▸ Task objective
Below are records; copy every line in them that holds the word "cyclamen".

:: Source material

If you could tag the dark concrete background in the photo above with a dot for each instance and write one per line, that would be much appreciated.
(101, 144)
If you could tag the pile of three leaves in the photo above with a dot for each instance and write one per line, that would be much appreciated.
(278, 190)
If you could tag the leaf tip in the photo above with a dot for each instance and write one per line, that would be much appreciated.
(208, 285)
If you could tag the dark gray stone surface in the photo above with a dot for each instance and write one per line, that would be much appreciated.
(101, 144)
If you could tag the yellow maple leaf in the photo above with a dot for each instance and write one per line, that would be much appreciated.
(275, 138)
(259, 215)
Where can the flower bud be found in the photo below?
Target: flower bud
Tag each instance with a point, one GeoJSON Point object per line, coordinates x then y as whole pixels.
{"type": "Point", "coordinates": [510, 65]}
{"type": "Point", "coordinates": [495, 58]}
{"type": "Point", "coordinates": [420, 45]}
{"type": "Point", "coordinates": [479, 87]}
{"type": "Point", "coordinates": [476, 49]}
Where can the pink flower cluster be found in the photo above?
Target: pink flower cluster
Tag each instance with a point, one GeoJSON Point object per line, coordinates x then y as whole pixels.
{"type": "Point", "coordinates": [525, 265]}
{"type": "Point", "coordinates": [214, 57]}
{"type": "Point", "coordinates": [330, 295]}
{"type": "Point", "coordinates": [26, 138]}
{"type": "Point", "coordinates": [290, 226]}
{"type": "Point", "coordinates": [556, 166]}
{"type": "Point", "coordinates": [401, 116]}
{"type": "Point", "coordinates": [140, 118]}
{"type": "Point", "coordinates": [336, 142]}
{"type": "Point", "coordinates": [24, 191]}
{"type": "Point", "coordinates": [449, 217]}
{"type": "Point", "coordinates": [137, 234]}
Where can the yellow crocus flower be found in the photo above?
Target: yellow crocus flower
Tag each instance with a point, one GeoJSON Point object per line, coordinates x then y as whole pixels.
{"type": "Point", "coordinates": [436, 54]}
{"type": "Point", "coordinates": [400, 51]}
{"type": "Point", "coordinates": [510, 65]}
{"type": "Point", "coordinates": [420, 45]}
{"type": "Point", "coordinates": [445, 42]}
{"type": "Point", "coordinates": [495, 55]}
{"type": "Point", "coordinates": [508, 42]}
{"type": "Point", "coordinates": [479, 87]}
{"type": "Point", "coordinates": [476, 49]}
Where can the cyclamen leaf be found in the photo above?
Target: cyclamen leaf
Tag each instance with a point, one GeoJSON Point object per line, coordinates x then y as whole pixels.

::::

▸ Written response
Where can the cyclamen leaf be found in the photo above?
Target: cyclamen leaf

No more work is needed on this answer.